* [GIVEN PASSAGE]

□ □ □ □

# Buffing wheels



## warthog (Dec 26, 2011)

Can a person put the three buffing wheels through the washing machine?


----------



## islandturner (Dec 26, 2011)

warthog said:


> Can a person put the three buffing wheels through the washing machine?


 
From personal experience, a very gentle, friendly suggestion, you may want to run this one by the missus, before proceeding....!


----------



## nativewooder (Dec 26, 2011)

Suuuurrrre you can, but your wife might kill you shortly after she finds out about it!:biggrin:

Take a minute or two to call Beall @ 1 800 331 4718 to get real factual information.  Can't imagine why anyone would need to "wash" a buffing wheel unless they tried to buff a wet surface?!  Even then, a couple of sessions with a "rake" will clean up most buffs.  But you really should call the gal at Beall unless you already live in the dog house.:beat-up:

Good Luck!:biggrin:


----------



## warthog (Dec 26, 2011)

Good enough...I'll just do the best that I can with it. I aint going to wash it...I am already in the dog house on all the money I have spent so far in this new hobby.


----------



## JimB (Dec 26, 2011)

What's wrong with it that you think you need to wash it?


----------



## Mack C. (Dec 27, 2011)

warthog said:


> Can a person put the three buffing wheels through the washing machine?


Hi Ken; I trust you're not considering putting the Beall wheels that you purchased from me through the washing machine. There would be no need to do that. They were gently loaded with the buffing compounds as required to allow them to buff efficiently!

If you would like to clean them somewhat, use an old hacksaw blade, teeth in towards the buffs of course, and spin the buffs at about 900 rpms or less against the blade. That's all the cleaning they will ever need.

Have mercy on them there wheels!:smile-big:


----------



## warthog (Dec 27, 2011)

*Cleaning buffing wheels*

The reason I was wanting to wash the wheels was because I was running the buffer and while it was running it was rubbing acrfoss the piece that holds the tool rest and turned the first wheel red. The second reason was because I was buffing out a PR blank that had quite a bit of blue in it and turned that wheel blue. Just didn't want to take a chance and have it rub off onto something that I would want to keep.

□ □ □ □

* [Raw records]
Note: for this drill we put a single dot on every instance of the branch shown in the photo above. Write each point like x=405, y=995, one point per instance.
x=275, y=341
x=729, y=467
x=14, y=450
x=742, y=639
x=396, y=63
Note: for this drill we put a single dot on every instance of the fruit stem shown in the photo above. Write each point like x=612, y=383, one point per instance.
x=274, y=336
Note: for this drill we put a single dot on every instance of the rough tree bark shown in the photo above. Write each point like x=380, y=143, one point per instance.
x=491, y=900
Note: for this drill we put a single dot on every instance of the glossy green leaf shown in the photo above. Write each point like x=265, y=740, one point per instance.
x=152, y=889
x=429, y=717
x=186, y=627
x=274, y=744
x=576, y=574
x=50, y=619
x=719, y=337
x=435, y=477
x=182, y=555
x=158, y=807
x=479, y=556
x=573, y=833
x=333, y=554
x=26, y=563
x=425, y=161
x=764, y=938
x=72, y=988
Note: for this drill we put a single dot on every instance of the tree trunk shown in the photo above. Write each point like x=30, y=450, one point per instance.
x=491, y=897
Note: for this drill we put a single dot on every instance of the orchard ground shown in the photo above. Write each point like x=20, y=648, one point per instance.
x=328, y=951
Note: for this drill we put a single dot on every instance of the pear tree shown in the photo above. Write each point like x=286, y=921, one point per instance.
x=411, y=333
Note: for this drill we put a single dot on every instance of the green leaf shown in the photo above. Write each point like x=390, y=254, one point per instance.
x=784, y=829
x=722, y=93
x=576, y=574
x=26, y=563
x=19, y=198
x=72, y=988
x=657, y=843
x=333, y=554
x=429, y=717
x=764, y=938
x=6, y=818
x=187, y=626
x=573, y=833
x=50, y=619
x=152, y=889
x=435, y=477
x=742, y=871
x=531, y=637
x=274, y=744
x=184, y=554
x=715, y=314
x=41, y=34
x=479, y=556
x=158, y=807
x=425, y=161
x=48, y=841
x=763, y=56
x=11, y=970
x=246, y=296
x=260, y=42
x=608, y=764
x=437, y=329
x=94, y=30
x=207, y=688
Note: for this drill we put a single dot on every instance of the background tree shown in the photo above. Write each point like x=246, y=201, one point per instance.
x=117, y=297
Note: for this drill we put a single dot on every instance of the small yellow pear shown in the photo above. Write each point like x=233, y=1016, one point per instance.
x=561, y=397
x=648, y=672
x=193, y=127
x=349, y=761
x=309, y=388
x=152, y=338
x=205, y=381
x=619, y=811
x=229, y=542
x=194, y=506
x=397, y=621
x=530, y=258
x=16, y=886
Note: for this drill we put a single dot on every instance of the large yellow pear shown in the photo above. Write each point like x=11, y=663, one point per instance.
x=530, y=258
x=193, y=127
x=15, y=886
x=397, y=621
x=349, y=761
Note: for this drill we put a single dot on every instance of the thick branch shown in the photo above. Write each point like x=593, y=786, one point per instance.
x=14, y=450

□ □ □ □

* [CHALLENGE A]
In the buffing wheels thread, at what speed does Mack C. say to spin the buffs against the hacksaw blade?
* [CHALLENGE B]
Resume the buffing wheels thread after its final post, keeping the same forum style.

* [RIGHT ANSWER A]
At about 900 rpm or less.

* [RIGHT ANSWER B]
----------



## Mack C. (Dec 27, 2011)

warthog said:


> The reason I was wanting to wash the wheels was because I was running the buffer and while it was running it was rubbing acrfoss the piece that holds the tool rest and turned the first wheel red. The second reason was because I was buffing out a PR blank that had quite a bit of blue in it and turned that wheel blue. Just didn't want to take a chance and have it rub off onto something that I would want to keep.


Hi again Ken; Clean them with the hacksaw blade or a wire brush, then take a piece of pine or the like 2 x 4 etc. and buff that. See if any of the colour is left on the pine piece!


----------



## warthog (Dec 28, 2011)

Thanks a bunch Mack...I would never had thought of that in a million years.


----------



## butchf18a (Dec 28, 2011)

warthog said:


> Thanks a bunch Mack...I would never had thought of that in a million years.


 
the learning curve is always shortened when we ask questions. that's why we are here:usflag:


----------



## phillywood (Dec 29, 2011)

how come you didn't get the renewer brush from Mack, or get a dog wire brush that's little gentler and hold it against it to clean. Just a thought.


----------



## Mack C. (Dec 29, 2011)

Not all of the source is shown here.